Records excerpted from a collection
— start —
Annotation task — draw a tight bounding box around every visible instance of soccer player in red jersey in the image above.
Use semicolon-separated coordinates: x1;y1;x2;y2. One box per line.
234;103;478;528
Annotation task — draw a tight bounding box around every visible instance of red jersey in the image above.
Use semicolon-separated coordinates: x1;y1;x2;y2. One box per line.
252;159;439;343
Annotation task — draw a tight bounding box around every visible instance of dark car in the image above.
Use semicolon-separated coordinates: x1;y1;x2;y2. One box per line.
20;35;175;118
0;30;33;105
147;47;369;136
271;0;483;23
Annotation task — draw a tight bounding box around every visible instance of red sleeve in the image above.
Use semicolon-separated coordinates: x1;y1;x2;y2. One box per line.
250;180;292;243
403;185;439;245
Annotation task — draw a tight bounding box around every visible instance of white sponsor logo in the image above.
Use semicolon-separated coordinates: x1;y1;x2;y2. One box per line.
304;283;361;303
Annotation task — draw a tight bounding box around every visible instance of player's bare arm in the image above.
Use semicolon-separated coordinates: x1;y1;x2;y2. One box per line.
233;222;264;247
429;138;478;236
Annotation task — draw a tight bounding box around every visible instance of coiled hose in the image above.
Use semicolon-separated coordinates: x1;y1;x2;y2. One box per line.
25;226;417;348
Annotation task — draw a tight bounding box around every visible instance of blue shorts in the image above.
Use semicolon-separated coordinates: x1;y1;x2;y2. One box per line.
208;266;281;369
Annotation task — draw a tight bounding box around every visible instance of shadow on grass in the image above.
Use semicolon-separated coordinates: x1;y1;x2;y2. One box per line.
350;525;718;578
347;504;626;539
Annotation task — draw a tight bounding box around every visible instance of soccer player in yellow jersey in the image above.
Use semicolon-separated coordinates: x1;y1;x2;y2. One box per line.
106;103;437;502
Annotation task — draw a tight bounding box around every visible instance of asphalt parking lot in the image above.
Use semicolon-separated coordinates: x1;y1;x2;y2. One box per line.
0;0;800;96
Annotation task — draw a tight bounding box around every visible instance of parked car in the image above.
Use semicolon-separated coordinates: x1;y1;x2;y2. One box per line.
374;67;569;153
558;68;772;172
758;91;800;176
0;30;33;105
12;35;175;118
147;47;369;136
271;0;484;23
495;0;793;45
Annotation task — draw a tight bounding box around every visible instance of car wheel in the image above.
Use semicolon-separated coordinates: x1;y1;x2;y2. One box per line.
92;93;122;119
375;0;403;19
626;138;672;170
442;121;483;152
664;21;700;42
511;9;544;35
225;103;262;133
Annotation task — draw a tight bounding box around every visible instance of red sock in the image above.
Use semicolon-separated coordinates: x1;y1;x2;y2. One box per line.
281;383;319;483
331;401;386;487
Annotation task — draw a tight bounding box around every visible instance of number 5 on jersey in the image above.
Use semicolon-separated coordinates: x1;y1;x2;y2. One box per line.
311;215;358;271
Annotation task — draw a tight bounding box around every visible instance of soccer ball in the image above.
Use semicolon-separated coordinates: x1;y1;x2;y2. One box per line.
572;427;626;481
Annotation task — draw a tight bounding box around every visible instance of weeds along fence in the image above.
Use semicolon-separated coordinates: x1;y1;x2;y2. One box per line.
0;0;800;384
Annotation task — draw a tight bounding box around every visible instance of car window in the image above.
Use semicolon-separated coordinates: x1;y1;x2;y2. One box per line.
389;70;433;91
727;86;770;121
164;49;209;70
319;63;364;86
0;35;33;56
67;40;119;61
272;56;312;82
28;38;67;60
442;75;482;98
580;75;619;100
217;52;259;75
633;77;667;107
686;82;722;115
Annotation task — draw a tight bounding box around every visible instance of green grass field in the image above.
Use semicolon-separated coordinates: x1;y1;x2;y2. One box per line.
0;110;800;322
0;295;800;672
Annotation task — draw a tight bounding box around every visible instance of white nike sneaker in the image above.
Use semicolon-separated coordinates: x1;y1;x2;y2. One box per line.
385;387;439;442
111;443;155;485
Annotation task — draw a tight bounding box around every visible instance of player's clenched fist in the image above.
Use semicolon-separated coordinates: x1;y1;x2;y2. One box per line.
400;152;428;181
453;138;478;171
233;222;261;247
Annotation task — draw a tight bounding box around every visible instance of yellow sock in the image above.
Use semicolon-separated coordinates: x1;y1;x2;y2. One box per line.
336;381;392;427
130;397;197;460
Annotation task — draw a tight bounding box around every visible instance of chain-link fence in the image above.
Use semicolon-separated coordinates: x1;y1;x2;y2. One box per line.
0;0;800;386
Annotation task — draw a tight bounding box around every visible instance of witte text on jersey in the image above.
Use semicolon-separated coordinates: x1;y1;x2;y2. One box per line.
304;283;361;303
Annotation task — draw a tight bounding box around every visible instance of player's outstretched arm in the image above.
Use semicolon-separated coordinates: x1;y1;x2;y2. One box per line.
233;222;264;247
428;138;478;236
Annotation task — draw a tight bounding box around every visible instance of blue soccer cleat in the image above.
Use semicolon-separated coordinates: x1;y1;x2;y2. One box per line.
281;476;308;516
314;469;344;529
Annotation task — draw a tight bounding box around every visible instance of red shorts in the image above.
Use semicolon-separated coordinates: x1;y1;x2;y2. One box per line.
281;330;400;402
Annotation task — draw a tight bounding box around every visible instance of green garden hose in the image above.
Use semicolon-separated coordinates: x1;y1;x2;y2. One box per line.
— end —
Given task
Reproduce the material above, switching every "Annotation task" to "Labeling task" and leaving all other text unchanged.

Reply to the task
Labeling task — draw a tight bounding box around every visible instance of soccer player in red jersey in the image above.
Use semicolon-separated coordinates: x1;y1;x2;y2. One box per line.
234;103;478;528
Labeling task — draw a tight bounding box around every visible instance of red jersey in the image above.
Use semicolon-separated coordinates: x1;y1;x2;y2. One box per line.
252;159;439;343
Labeling task — draw a tight bounding box around every visible instance of dark car in the image above.
Use semicolon-separated coordinates: x1;y1;x2;y2. One box per line.
20;35;175;118
0;30;33;105
147;47;369;136
271;0;483;23
Labeling task — draw a tight bounding box around every visible instance of red sleeve in the image above.
Use semicolon-separated coordinates: x1;y1;x2;y2. One box per line.
250;180;292;243
403;185;439;245
Labeling task — draw a tight bounding box around every visible instance of white sponsor logo in the image above.
Use semicolon-separated coordinates: x1;y1;x2;y2. One box per line.
304;283;361;303
Labeling task — draw a tight bounding box around every visible instance of player's bare arm in the image above.
Use semicolon-separated coordinates: x1;y1;x2;y2. One box per line.
233;222;264;247
429;138;478;236
Labeling task — draw a tight bounding box around every visible instance of coiled hose in the image above.
Use semicolon-separated coordinates: x1;y1;x2;y2. One box per line.
25;226;417;348
Labeling task — draw a tight bounding box around every visible instance of blue shorts in the image above.
Use semicolon-separated coordinates: x1;y1;x2;y2. One box per line.
208;266;281;369
Labeling task — draw a tight bounding box around every visible instance of shadow on grass in the image above.
Use semicolon-separated coordinates: x1;y1;x2;y2. One box per line.
350;525;718;578
347;504;626;539
Labeling task — draw a tight bounding box around every visible instance of soccer player in yellow jersey in the image above.
Use semicolon-separated coordinates: x1;y1;x2;y2. One box per line.
106;103;437;502
Labeling task — draw a tight bounding box around every visible instance of asphalt parking lot in the image above.
Use semicolon-separated coordinates: x1;y1;x2;y2. One box per line.
0;0;800;96
Labeling task — draw a tight bounding box around every visible instance of parked car in the image above.
Use semicolon-separated coordinates: x1;y1;x2;y2. One box per line.
374;67;569;153
558;68;772;172
758;91;800;176
0;30;33;105
12;35;175;118
147;47;369;136
271;0;484;23
495;0;793;45
Labeling task — draw a tight bounding box around every visible instance of car wheel in the image above.
Use semicolon-separated coordinates: x1;y1;x2;y2. One box per line.
92;93;122;119
375;0;403;19
626;138;672;170
442;121;483;152
664;21;700;42
511;9;544;35
225;103;262;133
Labeling task — draw a tight bounding box around every visible instance of red sock in the image above.
Use semicolon-separated coordinates: x1;y1;x2;y2. One box per line.
281;383;319;483
331;401;386;487
Labeling task — draw a tight bounding box around every visible instance of number 5 on jersey in the image above.
Use semicolon-separated coordinates: x1;y1;x2;y2. One box per line.
311;215;358;271
Labeling task — draw a tight bounding box around every visible instance of soccer ball in the image above.
Use semicolon-separated coordinates: x1;y1;x2;y2. One box per line.
572;427;626;481
Labeling task — draw a tight bounding box around every visible instance of weeds along fence in the image above.
Use semicolon-separated coordinates: x1;y1;x2;y2. One box per line.
0;0;800;384
Labeling task — draw a tight bounding box around every visible instance of car window in the image above.
Use semicolon-separated coordinates: x1;y1;x2;y2. One box per line.
389;70;433;91
727;86;770;121
164;49;209;70
319;63;364;86
0;35;33;56
67;40;119;61
272;56;312;82
28;38;67;60
442;75;482;98
580;75;619;100
217;52;259;75
633;77;667;107
686;82;722;115
Labeling task — draw a tight bounding box around every visible instance of green grass field in the image above.
Use semicolon-separated coordinates: x1;y1;x2;y2. One box per line.
0;110;800;322
0;295;800;672
Labeling task — draw a tight bounding box around every visible instance of white nike sneaker in the image above.
Use semicolon-separated coordinates: x1;y1;x2;y2. One box per line.
385;387;439;442
111;443;155;485
Labeling task — draw a tight bounding box around every visible instance of player's clenched fist in the image above.
Use semicolon-separated coordinates: x1;y1;x2;y2. One box per line.
400;152;428;181
453;138;478;171
233;222;261;247
Labeling task — draw a tight bounding box around every visible instance of yellow sock in the image above.
Use semicolon-separated coordinates: x1;y1;x2;y2. One box per line.
336;381;392;427
130;397;197;460
Labeling task — draw a tight bounding box around every visible instance of chain-link fence in the image above.
Use semicolon-separated coordinates: x1;y1;x2;y2. One box per line.
0;0;800;386
Labeling task — draw a tight bounding box around every visible instance of witte text on jersey in the image above.
Use semicolon-separated coordinates: x1;y1;x2;y2. One box per line.
304;283;361;303
Labeling task — draw a tight bounding box around every visible instance of player's outstretched arm in the image above.
Use semicolon-separated coordinates: x1;y1;x2;y2. One box per line.
233;222;264;247
428;138;478;236
Labeling task — draw a tight bounding box around every visible instance of blue soccer cleat in the image above.
Use semicolon-separated coordinates: x1;y1;x2;y2. One box per line.
281;476;308;516
314;469;344;529
Labeling task — draw a tight bounding box around every visible instance of red shorts in the image above.
Use semicolon-separated coordinates: x1;y1;x2;y2. One box per line.
281;330;400;402
Labeling task — draw a tight bounding box around every visible instance of green garden hose in the image above.
Use semicolon-separated coordinates: x1;y1;x2;y2. One box per line.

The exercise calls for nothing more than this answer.